### REQUEST
Extract the rows below word for word, from the line containing "Might I ask you to point at the athletic" through the line containing "point(414, 337)", including both of those lines.

### PROVIDED MATERIAL
-- -- --

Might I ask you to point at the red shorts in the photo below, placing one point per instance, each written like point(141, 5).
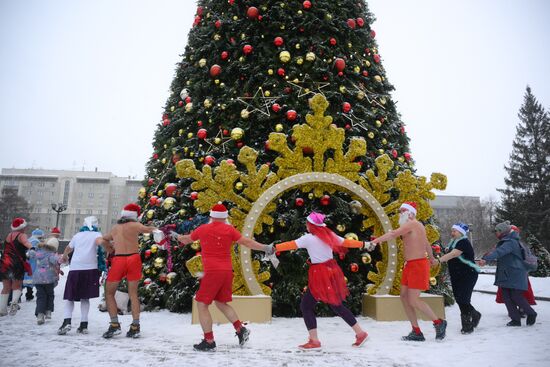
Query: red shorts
point(215, 286)
point(416, 274)
point(128, 267)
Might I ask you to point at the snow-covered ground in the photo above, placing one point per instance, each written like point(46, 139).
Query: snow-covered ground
point(167, 340)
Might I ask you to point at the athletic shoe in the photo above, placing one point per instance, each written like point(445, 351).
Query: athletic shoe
point(360, 339)
point(310, 345)
point(133, 332)
point(114, 329)
point(65, 327)
point(531, 319)
point(205, 346)
point(440, 330)
point(83, 328)
point(414, 337)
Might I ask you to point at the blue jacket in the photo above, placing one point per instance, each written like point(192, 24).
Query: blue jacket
point(511, 272)
point(47, 263)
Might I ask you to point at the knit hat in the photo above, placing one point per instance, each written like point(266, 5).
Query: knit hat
point(219, 211)
point(503, 227)
point(38, 233)
point(131, 211)
point(18, 224)
point(317, 219)
point(461, 227)
point(410, 206)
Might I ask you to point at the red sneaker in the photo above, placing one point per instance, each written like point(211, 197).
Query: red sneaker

-- -- --

### WRITTEN SOLUTION
Might I ask you to point at the athletic shoe in the photo above, placing one point per instance, each written like point(445, 351).
Query: athletic shoe
point(360, 339)
point(310, 345)
point(133, 332)
point(114, 329)
point(65, 327)
point(531, 319)
point(205, 346)
point(440, 330)
point(83, 328)
point(414, 337)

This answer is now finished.